§ **Text for analysis**:
____________________

Digital transformation is spreading across process plants, but there are so many different areas to address and so many different solutions to use. One of the approaches that brings the most immediate value is predictive maintenance or PdM

PdM can make an enormous difference to the profitability of a process plant. No failure arises in a vacuum; there are always small, early signs that something minor isn’t going the way it should. Gradually those signs grow, becoming more serious and more obvious as time goes by, until there’s an unmissable crisis. The sooner you catch and repair the issue, the lower the cost in time, money, and lost production. 

All these signs are present in the process data that each plant already captures as a matter of course. If a process engineer, maintenance expert, or any other domain expert were to look at the data, they would spot far more nascent failures long before they become serious. But of course, each process plant has hundreds of sensors. There’s no way that any human can keep track of so much data, 24/7.

But AI can, which is where PdM is born. Problems can and do take place every day, somewhere in the plant, leading to increased costs, wasted resources, flare events, safety incidents, environmental damage, unplanned downtime, low quality product, and more. PdM solutions can monitor all the thousands of tags to spot the earliest signs of failure and enable process engineers to correct them before the failure takes place.

____________________

§ **Task requirements**:
- 1) Condense the paragraph of the text on predictive maintenance that begins "PdM can make an enormous difference" into two sentences, retaining its main facts.
- 2) Print the passage of the text on predictive maintenance that begins at the words "PdM can make" and stops after the words "and lost production.".

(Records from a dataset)

____________________

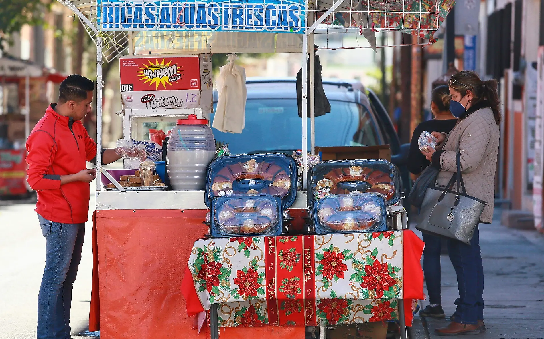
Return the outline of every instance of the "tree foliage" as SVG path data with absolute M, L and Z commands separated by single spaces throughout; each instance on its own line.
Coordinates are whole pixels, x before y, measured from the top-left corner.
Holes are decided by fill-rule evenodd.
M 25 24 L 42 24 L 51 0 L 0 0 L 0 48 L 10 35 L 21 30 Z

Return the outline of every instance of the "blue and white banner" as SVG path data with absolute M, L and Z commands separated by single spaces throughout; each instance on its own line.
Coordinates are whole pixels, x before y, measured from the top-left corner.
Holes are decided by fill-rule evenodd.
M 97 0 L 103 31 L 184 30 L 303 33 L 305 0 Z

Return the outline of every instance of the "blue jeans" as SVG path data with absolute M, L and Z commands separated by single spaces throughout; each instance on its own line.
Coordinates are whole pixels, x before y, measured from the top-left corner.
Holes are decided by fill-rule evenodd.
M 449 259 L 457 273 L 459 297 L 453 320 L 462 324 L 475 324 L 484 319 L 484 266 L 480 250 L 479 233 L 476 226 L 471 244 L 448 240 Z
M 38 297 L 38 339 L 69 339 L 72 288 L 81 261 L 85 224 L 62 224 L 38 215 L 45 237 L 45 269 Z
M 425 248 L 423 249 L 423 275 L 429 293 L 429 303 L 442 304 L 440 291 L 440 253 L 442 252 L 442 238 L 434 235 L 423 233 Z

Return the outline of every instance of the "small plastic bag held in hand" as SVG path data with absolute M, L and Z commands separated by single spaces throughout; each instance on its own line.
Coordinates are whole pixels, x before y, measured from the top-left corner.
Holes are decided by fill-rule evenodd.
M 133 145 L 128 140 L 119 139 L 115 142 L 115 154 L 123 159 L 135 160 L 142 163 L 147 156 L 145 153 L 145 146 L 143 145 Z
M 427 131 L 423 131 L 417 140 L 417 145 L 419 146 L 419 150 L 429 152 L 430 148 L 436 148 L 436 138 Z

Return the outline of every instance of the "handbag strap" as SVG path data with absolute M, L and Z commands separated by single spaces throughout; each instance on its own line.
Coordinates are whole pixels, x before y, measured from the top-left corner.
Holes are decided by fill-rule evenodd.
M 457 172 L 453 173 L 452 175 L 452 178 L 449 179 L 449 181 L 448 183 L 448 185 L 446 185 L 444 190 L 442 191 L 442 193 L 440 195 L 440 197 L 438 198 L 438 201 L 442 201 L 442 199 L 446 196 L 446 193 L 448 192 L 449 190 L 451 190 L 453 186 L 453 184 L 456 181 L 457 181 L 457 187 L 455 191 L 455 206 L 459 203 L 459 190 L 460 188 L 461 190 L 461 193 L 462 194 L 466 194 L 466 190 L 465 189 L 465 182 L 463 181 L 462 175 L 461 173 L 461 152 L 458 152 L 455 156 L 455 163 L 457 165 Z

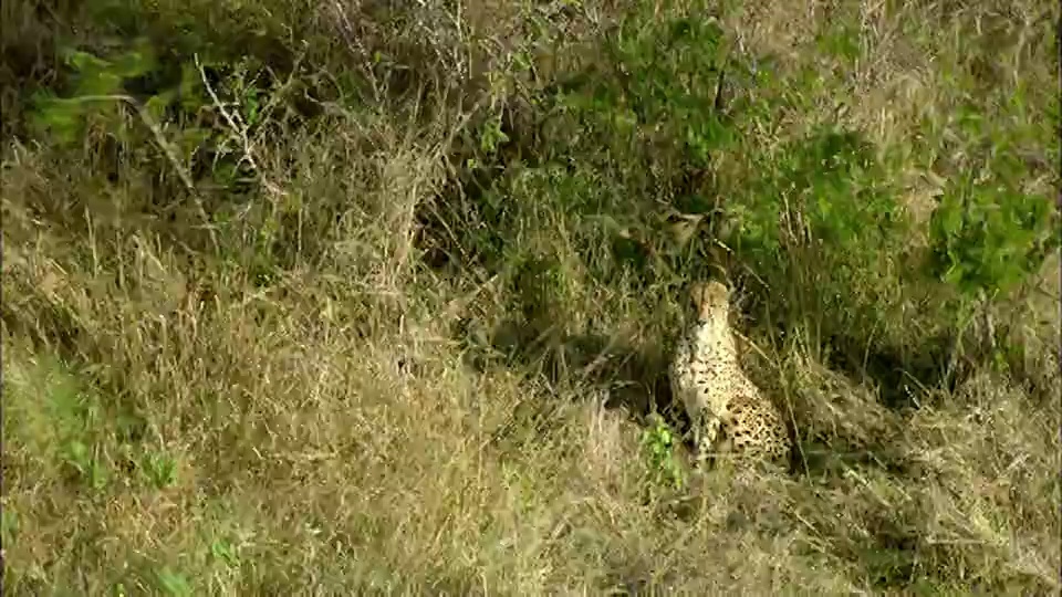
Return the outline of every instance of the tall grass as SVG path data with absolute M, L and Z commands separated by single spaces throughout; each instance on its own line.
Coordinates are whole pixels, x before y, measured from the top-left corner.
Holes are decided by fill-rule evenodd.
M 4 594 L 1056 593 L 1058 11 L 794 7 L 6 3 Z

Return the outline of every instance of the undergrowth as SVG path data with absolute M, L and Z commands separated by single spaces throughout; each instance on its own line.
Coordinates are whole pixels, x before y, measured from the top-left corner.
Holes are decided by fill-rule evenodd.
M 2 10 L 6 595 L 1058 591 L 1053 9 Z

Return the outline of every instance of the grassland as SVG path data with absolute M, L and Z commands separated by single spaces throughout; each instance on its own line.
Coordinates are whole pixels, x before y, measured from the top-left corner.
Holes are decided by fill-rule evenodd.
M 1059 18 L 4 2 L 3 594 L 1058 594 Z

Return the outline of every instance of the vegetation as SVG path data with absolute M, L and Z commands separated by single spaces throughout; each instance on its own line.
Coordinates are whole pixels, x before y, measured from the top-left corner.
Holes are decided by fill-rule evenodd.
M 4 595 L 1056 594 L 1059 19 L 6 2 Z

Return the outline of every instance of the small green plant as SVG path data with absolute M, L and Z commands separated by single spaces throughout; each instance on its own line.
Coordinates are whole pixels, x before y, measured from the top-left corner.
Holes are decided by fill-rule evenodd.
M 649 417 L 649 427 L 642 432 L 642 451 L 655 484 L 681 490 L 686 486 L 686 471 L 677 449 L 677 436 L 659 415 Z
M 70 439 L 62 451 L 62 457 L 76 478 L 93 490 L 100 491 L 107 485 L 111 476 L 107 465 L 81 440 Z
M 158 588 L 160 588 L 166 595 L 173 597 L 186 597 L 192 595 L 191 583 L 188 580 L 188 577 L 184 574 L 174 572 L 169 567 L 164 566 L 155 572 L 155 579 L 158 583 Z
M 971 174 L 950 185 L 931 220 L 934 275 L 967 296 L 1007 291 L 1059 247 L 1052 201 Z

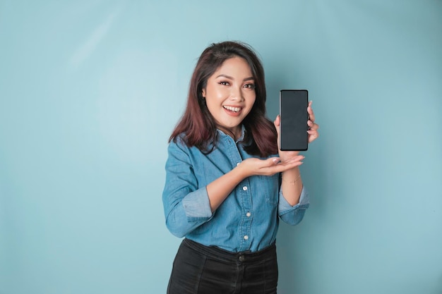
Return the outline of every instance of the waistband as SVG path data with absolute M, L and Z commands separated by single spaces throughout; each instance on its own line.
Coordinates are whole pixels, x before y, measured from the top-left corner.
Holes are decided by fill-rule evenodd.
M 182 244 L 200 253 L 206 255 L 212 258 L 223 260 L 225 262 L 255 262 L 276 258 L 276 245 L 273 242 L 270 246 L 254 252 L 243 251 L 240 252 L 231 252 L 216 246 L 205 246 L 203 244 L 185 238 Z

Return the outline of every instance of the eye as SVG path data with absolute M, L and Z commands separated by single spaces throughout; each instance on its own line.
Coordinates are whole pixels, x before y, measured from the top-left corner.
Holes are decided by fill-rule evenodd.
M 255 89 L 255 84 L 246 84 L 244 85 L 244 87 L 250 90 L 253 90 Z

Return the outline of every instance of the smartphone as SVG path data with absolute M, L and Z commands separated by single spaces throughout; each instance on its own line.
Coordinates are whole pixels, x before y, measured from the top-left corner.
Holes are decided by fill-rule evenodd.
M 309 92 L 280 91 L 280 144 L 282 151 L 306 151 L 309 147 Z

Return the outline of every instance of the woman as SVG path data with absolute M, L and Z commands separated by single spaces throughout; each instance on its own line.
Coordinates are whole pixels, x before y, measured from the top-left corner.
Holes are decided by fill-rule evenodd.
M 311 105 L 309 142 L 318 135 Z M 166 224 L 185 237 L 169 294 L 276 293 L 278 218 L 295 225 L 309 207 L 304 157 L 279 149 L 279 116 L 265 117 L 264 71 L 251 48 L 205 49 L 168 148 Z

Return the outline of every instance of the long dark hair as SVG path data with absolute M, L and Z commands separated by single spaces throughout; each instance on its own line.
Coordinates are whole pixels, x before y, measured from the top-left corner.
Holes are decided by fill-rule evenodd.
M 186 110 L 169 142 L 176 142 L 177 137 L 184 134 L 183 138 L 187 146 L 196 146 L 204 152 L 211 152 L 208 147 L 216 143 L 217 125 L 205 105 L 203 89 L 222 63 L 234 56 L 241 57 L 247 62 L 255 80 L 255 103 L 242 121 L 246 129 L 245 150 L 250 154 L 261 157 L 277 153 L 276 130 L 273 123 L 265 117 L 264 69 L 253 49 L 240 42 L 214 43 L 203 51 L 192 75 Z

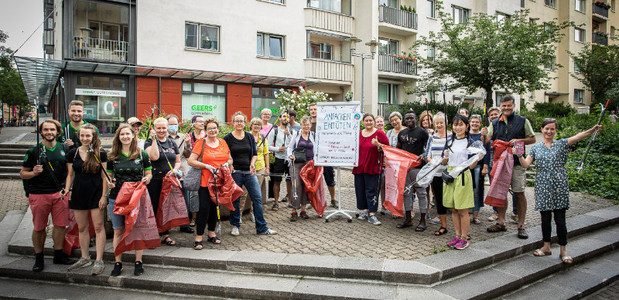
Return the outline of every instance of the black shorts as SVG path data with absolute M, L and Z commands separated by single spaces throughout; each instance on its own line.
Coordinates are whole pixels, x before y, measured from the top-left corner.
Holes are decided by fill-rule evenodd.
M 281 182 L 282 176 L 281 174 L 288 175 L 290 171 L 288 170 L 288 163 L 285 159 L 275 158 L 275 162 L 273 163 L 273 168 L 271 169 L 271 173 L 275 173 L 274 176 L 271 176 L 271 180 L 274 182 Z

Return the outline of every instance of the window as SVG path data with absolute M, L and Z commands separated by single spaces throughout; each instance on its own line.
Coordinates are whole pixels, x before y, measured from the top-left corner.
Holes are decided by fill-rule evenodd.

____________________

§ **Task answers**:
- 1) Predictive maintenance can greatly increase a process plant's profitability, because every failure starts with small early signs that grow more serious and obvious until they become a crisis. The sooner the issue is caught and repaired, the lower the cost in time, money, and lost production.

- 2)
PdM can make an enormous difference to the profitability of a process plant. No failure arises in a vacuum; there are always small, early signs that something minor isn’t going the way it should. Gradually those signs grow, becoming more serious and more obvious as time goes by, until there’s an unmissable crisis. The sooner you catch and repair the issue, the lower the cost in time, money, and lost production.